WHAT IS NEEDED: When a line of the entries contains the word "query", report that line.

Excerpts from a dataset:
▬▬▬

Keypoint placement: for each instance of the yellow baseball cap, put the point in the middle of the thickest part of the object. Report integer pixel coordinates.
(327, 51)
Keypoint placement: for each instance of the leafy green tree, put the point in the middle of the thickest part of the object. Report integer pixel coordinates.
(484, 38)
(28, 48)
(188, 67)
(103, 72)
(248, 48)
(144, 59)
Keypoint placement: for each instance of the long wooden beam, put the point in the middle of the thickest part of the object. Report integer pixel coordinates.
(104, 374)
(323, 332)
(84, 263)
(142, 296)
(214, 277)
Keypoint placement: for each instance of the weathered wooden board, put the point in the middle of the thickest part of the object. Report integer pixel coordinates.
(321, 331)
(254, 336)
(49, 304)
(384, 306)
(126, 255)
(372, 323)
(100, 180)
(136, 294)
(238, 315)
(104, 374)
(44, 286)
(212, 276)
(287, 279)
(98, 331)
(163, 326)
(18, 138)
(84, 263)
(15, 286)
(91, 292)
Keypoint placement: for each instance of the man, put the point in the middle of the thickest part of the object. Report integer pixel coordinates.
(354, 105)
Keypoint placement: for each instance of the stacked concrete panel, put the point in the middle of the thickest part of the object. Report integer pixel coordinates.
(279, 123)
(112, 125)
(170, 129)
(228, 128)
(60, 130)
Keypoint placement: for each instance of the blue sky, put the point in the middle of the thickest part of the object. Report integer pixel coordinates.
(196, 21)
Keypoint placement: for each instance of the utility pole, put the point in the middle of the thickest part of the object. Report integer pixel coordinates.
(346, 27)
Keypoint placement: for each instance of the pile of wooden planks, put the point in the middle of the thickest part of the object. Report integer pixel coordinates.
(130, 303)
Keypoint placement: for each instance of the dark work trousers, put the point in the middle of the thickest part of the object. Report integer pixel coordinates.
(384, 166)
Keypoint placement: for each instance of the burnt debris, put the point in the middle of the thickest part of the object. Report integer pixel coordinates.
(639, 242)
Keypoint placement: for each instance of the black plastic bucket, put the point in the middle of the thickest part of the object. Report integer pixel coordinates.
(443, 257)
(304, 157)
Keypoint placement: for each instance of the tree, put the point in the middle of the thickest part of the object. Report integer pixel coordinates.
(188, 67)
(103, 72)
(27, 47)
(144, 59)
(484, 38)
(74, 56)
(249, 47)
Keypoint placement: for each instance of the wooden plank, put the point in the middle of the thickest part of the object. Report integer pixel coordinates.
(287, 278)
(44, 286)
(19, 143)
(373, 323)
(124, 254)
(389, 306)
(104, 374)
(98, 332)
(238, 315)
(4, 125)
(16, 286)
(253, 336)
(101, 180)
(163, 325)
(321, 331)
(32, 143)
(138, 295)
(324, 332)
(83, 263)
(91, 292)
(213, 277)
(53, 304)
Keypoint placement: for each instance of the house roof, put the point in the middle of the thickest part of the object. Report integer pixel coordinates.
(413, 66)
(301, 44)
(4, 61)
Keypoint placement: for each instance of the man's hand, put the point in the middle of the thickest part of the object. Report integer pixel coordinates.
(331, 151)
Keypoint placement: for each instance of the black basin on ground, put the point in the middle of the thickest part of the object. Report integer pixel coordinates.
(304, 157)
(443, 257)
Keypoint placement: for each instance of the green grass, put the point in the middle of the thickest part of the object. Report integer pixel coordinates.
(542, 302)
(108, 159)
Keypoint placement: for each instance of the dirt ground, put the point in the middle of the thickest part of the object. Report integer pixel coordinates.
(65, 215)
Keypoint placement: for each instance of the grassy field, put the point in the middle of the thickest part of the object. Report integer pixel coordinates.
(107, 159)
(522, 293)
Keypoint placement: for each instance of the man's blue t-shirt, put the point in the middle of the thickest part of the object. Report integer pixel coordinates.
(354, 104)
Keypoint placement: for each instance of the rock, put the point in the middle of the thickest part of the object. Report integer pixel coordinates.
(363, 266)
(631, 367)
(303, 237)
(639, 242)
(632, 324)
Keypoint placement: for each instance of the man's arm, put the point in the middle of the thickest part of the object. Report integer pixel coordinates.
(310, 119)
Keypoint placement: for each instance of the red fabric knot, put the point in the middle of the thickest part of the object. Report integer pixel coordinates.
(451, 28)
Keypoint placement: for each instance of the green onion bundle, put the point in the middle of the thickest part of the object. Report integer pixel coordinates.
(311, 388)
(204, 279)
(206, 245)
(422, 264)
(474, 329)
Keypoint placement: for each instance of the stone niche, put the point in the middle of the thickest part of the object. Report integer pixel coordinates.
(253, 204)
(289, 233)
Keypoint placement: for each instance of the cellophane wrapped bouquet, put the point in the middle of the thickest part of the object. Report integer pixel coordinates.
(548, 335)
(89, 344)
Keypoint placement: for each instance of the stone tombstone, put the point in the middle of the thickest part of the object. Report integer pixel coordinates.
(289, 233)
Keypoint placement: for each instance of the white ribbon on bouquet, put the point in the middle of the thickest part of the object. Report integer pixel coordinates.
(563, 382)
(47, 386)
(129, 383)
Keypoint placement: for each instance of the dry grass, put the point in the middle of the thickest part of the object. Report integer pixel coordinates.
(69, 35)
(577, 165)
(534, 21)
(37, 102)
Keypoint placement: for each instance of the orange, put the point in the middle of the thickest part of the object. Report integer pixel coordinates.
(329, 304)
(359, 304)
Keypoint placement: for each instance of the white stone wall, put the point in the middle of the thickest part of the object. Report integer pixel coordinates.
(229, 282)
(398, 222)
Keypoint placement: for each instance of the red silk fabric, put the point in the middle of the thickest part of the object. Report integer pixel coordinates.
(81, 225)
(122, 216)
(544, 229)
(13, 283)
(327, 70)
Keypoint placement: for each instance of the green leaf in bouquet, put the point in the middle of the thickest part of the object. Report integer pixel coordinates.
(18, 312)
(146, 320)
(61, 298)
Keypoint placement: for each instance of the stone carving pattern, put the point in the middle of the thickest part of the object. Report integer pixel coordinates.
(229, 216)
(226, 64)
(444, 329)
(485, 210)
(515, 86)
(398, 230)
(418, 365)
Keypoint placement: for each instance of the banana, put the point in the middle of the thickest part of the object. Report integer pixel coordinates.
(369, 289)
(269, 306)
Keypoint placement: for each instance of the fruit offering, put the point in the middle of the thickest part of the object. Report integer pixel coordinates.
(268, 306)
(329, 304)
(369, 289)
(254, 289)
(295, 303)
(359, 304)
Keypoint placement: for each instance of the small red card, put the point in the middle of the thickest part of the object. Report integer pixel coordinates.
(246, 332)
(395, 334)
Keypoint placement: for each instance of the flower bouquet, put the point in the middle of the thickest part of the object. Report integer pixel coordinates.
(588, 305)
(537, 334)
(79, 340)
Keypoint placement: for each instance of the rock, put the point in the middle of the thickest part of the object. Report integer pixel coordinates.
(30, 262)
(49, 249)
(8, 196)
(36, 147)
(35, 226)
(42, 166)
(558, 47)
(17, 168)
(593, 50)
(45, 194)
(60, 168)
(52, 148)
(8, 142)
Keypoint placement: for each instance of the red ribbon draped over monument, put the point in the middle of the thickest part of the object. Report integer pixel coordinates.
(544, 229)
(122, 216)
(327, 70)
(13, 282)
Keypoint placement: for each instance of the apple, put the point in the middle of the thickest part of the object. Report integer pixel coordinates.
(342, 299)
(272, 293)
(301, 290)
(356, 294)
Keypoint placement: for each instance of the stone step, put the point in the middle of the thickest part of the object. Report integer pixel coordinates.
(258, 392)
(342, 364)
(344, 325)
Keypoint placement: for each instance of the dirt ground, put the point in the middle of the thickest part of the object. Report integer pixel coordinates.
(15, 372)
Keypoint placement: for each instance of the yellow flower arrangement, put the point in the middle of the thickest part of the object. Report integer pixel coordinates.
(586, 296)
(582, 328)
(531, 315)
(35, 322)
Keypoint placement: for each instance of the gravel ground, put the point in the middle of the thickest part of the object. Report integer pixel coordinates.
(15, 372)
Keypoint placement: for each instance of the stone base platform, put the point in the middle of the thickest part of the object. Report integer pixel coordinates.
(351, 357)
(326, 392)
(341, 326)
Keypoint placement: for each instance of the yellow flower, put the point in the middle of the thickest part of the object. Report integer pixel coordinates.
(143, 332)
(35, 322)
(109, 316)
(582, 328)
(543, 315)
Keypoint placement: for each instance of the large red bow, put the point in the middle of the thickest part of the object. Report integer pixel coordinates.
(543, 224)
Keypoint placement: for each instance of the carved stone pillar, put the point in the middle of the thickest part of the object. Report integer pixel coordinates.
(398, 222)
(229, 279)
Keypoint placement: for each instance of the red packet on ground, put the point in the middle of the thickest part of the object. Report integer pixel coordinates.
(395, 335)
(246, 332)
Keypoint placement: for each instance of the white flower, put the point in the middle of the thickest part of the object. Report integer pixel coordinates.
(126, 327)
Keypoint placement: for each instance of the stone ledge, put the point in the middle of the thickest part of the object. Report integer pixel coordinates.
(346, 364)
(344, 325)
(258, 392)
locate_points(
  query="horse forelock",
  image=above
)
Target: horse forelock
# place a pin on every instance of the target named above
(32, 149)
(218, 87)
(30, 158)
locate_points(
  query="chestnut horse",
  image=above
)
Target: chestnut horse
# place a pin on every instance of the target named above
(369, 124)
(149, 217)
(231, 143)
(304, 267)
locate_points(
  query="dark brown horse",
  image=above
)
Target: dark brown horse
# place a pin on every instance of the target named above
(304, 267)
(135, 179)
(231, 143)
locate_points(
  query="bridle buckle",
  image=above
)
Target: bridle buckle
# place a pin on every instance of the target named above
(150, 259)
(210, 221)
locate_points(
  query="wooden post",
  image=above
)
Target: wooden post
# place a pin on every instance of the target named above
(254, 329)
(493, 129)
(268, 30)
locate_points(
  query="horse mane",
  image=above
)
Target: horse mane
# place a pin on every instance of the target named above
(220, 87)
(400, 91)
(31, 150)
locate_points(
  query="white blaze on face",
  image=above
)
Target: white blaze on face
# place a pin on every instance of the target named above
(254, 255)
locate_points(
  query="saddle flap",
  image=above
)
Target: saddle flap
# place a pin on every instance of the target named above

▬▬▬

REPLY TO THE EXERCISE:
  query="horse forelock",
  query="chestnut horse",
  query="dark brown horse",
  query="bridle buckle",
  query="wooden post",
  query="horse mane",
  query="white blaze on face",
  query="saddle flap",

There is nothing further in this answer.